**Location identification entries:**
+++

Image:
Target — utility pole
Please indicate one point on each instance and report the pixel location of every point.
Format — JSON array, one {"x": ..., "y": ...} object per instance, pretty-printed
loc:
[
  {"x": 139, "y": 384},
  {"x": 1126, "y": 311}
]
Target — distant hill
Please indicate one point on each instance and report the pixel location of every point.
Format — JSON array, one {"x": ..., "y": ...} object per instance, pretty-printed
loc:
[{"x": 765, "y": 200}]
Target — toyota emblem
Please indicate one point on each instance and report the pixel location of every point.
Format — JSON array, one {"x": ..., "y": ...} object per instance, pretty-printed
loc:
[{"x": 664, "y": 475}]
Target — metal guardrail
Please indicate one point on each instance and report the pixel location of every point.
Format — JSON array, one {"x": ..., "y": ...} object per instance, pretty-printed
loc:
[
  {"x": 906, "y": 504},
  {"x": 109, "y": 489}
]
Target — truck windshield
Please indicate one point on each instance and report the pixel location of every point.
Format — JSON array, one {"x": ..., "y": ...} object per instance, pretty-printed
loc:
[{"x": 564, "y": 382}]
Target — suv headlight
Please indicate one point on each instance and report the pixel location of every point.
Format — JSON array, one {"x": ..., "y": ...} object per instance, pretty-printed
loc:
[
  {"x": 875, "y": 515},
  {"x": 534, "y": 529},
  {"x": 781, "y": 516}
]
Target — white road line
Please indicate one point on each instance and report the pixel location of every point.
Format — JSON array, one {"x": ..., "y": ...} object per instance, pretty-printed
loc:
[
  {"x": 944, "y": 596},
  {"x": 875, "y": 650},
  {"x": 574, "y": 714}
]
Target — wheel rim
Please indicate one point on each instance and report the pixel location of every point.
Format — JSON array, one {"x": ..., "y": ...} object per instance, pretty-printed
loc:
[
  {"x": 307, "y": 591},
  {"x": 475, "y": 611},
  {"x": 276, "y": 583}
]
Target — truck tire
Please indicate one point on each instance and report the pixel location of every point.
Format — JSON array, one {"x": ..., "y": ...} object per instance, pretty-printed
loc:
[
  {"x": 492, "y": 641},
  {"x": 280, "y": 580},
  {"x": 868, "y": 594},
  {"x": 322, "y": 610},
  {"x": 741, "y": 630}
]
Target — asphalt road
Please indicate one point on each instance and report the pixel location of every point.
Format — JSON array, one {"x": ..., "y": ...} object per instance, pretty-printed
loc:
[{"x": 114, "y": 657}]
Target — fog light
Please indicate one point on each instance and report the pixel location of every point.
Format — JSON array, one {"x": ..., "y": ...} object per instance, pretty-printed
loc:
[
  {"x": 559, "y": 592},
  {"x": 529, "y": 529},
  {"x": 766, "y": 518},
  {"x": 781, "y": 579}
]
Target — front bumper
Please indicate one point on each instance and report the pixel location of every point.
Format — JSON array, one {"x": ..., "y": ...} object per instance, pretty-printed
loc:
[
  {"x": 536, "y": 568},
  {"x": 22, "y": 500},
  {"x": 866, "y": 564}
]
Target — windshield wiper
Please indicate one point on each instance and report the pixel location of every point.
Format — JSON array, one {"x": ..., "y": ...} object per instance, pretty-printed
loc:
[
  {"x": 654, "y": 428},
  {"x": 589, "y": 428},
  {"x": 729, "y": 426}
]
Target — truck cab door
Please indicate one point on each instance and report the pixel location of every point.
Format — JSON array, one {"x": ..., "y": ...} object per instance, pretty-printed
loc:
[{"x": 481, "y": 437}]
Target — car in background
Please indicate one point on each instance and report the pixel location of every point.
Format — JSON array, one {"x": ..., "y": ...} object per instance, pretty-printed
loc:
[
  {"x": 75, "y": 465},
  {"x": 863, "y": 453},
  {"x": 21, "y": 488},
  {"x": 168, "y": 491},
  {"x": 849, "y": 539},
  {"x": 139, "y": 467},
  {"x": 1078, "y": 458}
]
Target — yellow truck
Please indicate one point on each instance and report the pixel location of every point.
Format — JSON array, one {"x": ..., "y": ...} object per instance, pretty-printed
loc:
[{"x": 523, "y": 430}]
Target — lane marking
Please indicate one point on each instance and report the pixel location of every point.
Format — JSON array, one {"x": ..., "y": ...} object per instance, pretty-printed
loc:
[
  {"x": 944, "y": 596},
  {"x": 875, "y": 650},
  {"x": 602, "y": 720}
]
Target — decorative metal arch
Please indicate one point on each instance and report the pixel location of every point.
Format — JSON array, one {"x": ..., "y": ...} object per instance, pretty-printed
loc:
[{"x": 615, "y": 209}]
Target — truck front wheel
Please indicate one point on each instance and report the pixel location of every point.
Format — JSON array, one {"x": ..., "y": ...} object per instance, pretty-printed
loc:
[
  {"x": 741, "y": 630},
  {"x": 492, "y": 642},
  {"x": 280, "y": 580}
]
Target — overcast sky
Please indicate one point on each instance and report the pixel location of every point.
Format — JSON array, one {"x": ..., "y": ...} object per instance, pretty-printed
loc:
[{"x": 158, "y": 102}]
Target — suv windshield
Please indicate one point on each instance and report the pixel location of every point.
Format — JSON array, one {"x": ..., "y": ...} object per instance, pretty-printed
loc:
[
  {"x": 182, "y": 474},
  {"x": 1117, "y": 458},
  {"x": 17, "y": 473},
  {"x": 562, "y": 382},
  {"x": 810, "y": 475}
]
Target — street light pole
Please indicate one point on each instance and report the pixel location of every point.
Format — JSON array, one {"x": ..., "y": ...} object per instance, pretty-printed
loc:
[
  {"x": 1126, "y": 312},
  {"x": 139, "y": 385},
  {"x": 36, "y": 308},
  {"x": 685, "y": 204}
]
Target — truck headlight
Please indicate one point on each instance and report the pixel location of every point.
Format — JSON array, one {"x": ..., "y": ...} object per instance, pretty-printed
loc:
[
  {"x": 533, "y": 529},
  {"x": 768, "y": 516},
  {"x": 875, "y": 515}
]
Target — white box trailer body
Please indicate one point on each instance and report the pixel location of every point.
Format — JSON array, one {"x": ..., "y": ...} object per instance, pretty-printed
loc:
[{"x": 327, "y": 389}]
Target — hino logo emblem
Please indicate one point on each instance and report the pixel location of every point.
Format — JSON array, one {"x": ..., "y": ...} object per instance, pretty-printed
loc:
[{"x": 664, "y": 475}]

+++

The records above should all be quoted exactly, please.

**Task output:**
Image:
Target — utility pole
Please indicate one point on each instance and report the pixel location of every point.
Format — JSON array, one {"x": ..., "y": ...} object per instance, pretty-printed
loc:
[
  {"x": 139, "y": 384},
  {"x": 1126, "y": 311}
]
Target — distant hill
Please indicate one point on each instance and report the pixel location of every point.
Format — JSON array, one {"x": ..., "y": ...} object per instance, pretty-printed
loc:
[{"x": 765, "y": 200}]
Target — toyota emblem
Please indicate one point on each instance and report the pixel location of every point.
Format — JSON array, one {"x": ..., "y": ...} object per instance, pretty-printed
loc:
[{"x": 664, "y": 475}]
Target — metal guardrail
Please indicate one point on each instance and report the pixel location of every point.
Format — JSON array, one {"x": ..., "y": ...} object per instance, pretty-printed
loc:
[
  {"x": 906, "y": 504},
  {"x": 109, "y": 489}
]
Target — truck windshield
Please indicate one point on each instance and report the pixel location of every point.
Format — JSON array, one {"x": ..., "y": ...} object per instance, pretty-printed
loc:
[{"x": 564, "y": 382}]
Target — suv headlight
Please indicate one point on each instance and report the pixel location of every point.
Format — JSON array, one {"x": ..., "y": ...} object per instance, pretty-printed
loc:
[
  {"x": 875, "y": 515},
  {"x": 534, "y": 529},
  {"x": 781, "y": 516}
]
Target — white road line
Please indicate one point on each instance and report the pixel location of every point.
Format — JSON array, one {"x": ..., "y": ...} object per instance, pretty-printed
loc:
[
  {"x": 944, "y": 596},
  {"x": 875, "y": 650},
  {"x": 574, "y": 714}
]
Target — wheel rim
Please indicate one point on each instance and report the pixel location of every point.
Format — JSON array, one {"x": ..., "y": ...} object per instance, pretty-printed
loc:
[
  {"x": 307, "y": 591},
  {"x": 475, "y": 611},
  {"x": 276, "y": 583}
]
Target — truck tire
Please indicate one point on each instance and report the pixel location of every point.
Format — JSON array, one {"x": ..., "y": ...} object per instance, pretty-printed
loc:
[
  {"x": 492, "y": 641},
  {"x": 280, "y": 580},
  {"x": 868, "y": 594},
  {"x": 322, "y": 610},
  {"x": 741, "y": 630}
]
Target — asphalt road
Please indicate one point on each instance and report the pixel location of every point.
Format — JSON array, one {"x": ..., "y": ...} object per instance, pretty-printed
loc:
[{"x": 114, "y": 657}]
Target — fog light
Please indicate one point on each instance and report the pixel location of every point.
Format — JSON array, one {"x": ..., "y": ...} object per instance, pretty-printed
loc:
[
  {"x": 559, "y": 592},
  {"x": 529, "y": 529},
  {"x": 766, "y": 518},
  {"x": 781, "y": 579}
]
Target — front bumper
Please indicate one point on each instance and report the pixel location of every point.
Format — JSON array, one {"x": ..., "y": ...} object per instance, pretty-printed
loc:
[
  {"x": 536, "y": 568},
  {"x": 22, "y": 500},
  {"x": 866, "y": 564}
]
Target — windshield wiper
Please indicate one point on each instance and report the pixel location of every point.
Format — JSON array, one {"x": ..., "y": ...} object per instance, pretty-printed
loc:
[
  {"x": 654, "y": 428},
  {"x": 589, "y": 428},
  {"x": 729, "y": 426}
]
Target — truck cab door
Please indicate one point on each instance and report the pixel location of every point.
Format — JSON array, one {"x": ..., "y": ...} object per instance, pretty-printed
loc:
[{"x": 481, "y": 437}]
Target — car in background
Please indicate one point on each instance and report the pixel location of every point.
Format — JSON array, one {"x": ..., "y": ...} object per instance, pretty-printed
loc:
[
  {"x": 75, "y": 465},
  {"x": 863, "y": 453},
  {"x": 21, "y": 488},
  {"x": 168, "y": 491},
  {"x": 849, "y": 539},
  {"x": 139, "y": 467},
  {"x": 1078, "y": 458}
]
Target — yellow truck
Please indicate one point on each instance and report the pixel location of every point.
Format — JSON array, one {"x": ..., "y": ...} object per instance, pretty-printed
loc:
[{"x": 523, "y": 430}]
Target — lane marking
Please indicate one point on each instance and report the pixel location of every point.
Format — JSON array, one {"x": ..., "y": ...} object per instance, pretty-printed
loc:
[
  {"x": 944, "y": 596},
  {"x": 875, "y": 650},
  {"x": 602, "y": 720}
]
Target — decorative metal arch
Please indicate one point on each instance and report the pixel location of every point.
Format — JSON array, one {"x": ..., "y": ...} object per instance, pretty-printed
loc:
[{"x": 615, "y": 209}]
Target — truck front wheel
Please indicate one point on each instance and report the pixel location of every point.
Format — JSON array, one {"x": ..., "y": ...} object per instance, pretty-printed
loc:
[
  {"x": 741, "y": 630},
  {"x": 492, "y": 642},
  {"x": 280, "y": 580}
]
Target — overcast sky
Please indicate one point on each instance and report the pixel location of every point.
Format — JSON array, one {"x": ..., "y": ...} object per instance, pretty-printed
loc:
[{"x": 158, "y": 102}]
Target — suv windshield
Please indicate one point on each instance and report the pixel location of every point.
Format — JSON array, one {"x": ..., "y": ...} object per instance, pretty-printed
loc:
[
  {"x": 182, "y": 474},
  {"x": 1117, "y": 458},
  {"x": 17, "y": 473},
  {"x": 562, "y": 382},
  {"x": 810, "y": 475}
]
Target — street light pole
Please indicate one point on each instance and report the pixel location of every point.
Format — JSON array, one {"x": ..., "y": ...} object per instance, pretty-printed
loc:
[
  {"x": 1126, "y": 312},
  {"x": 139, "y": 385},
  {"x": 36, "y": 308},
  {"x": 685, "y": 204}
]
Target — truck headlight
Please indicate one point on each instance and report the pixel location of every point.
Format — JSON array, one {"x": ..., "y": ...} object per instance, pretty-printed
loc:
[
  {"x": 533, "y": 529},
  {"x": 768, "y": 516},
  {"x": 875, "y": 515}
]
Target — white box trailer body
Please indicate one point on each instance and report the pixel location of every point.
Format — JSON array, one {"x": ..., "y": ...} object per instance, pretty-printed
loc:
[{"x": 327, "y": 389}]
Target — hino logo emblem
Please indicate one point on each instance and report the pixel location of every point.
Format — JSON array, one {"x": ..., "y": ...} object per instance, pretty-printed
loc:
[{"x": 664, "y": 475}]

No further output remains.